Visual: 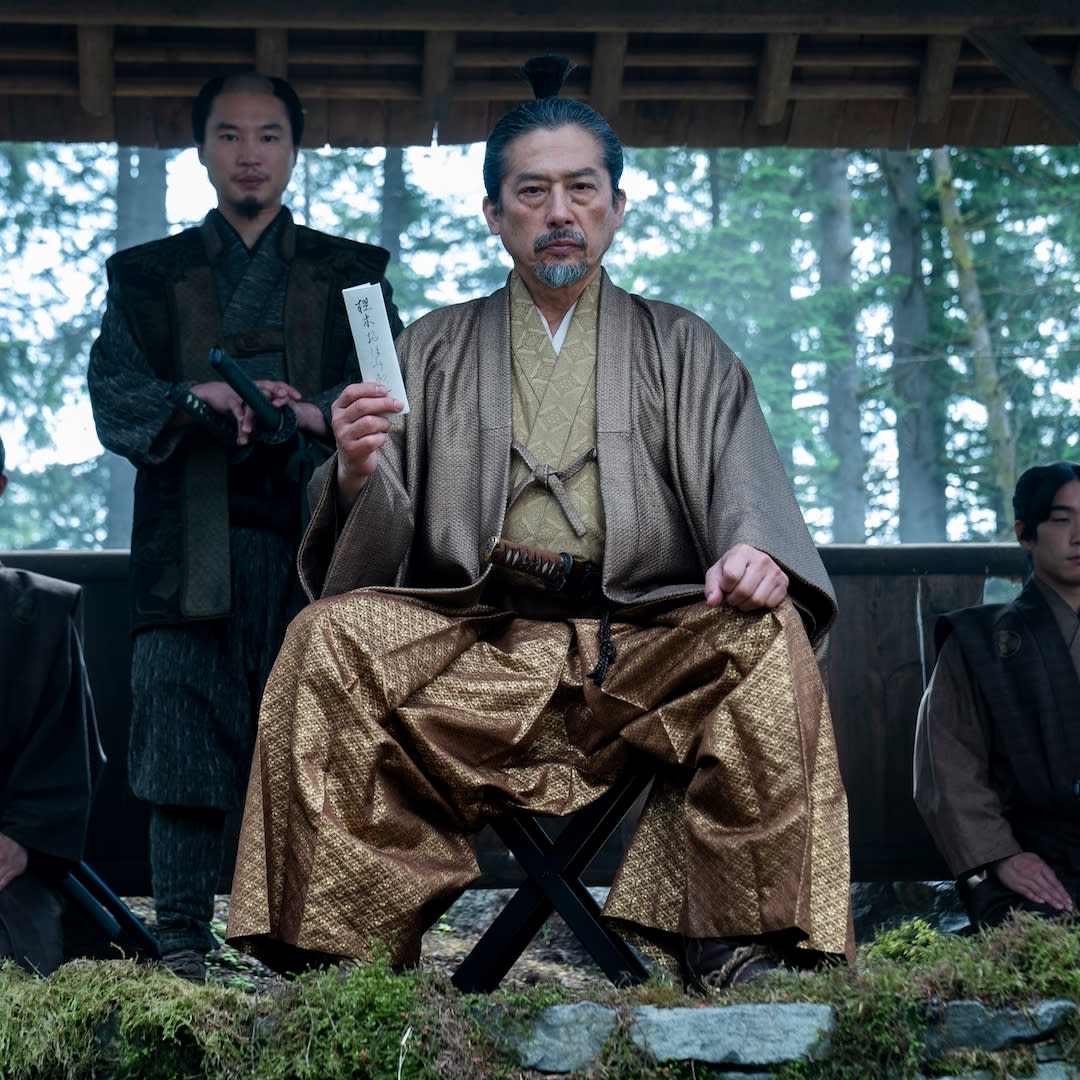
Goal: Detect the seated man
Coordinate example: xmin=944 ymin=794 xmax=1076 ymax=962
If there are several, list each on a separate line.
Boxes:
xmin=915 ymin=461 xmax=1080 ymax=927
xmin=0 ymin=434 xmax=104 ymax=974
xmin=228 ymin=58 xmax=852 ymax=983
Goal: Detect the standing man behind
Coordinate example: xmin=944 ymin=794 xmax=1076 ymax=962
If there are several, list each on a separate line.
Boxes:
xmin=229 ymin=62 xmax=852 ymax=985
xmin=89 ymin=67 xmax=401 ymax=981
xmin=0 ymin=442 xmax=105 ymax=975
xmin=915 ymin=461 xmax=1080 ymax=927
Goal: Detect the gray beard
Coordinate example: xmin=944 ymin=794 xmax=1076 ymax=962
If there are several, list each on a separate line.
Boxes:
xmin=532 ymin=259 xmax=589 ymax=288
xmin=237 ymin=195 xmax=262 ymax=221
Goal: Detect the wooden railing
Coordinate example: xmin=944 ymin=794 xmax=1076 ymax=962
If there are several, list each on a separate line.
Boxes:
xmin=0 ymin=544 xmax=1026 ymax=895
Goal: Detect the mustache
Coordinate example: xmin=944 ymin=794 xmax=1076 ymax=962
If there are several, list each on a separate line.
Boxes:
xmin=532 ymin=229 xmax=585 ymax=254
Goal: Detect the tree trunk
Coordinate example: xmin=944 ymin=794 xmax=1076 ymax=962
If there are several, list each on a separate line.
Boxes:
xmin=105 ymin=147 xmax=168 ymax=548
xmin=810 ymin=150 xmax=866 ymax=543
xmin=881 ymin=150 xmax=946 ymax=543
xmin=931 ymin=148 xmax=1016 ymax=536
xmin=379 ymin=146 xmax=408 ymax=262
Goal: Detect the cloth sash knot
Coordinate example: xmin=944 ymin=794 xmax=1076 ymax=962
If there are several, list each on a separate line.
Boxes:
xmin=507 ymin=438 xmax=596 ymax=537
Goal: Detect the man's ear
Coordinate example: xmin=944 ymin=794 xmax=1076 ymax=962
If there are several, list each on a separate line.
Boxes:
xmin=484 ymin=195 xmax=500 ymax=237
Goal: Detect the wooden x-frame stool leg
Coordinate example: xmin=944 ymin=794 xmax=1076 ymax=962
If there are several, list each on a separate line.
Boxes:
xmin=453 ymin=766 xmax=652 ymax=993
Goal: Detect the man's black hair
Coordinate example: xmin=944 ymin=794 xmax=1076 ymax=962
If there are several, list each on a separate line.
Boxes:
xmin=1013 ymin=461 xmax=1080 ymax=541
xmin=484 ymin=56 xmax=622 ymax=210
xmin=191 ymin=71 xmax=303 ymax=147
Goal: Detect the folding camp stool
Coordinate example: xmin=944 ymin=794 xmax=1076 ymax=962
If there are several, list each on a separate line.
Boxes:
xmin=451 ymin=764 xmax=654 ymax=993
+++
• **Aim**:
Starting with the line containing "Goal: Detect the cloth sash knot" and going on through the line containing "xmin=507 ymin=438 xmax=596 ymax=537", write out that stretch of the listing again in full. Offset every coordinate in the answer boxes by adding 26, and leave all other lines unchanged.

• **Task result**:
Goal: Detect the cloth sash knot
Coordinate example: xmin=944 ymin=794 xmax=1076 ymax=962
If there are several, list each on a separate line.
Boxes:
xmin=533 ymin=464 xmax=622 ymax=563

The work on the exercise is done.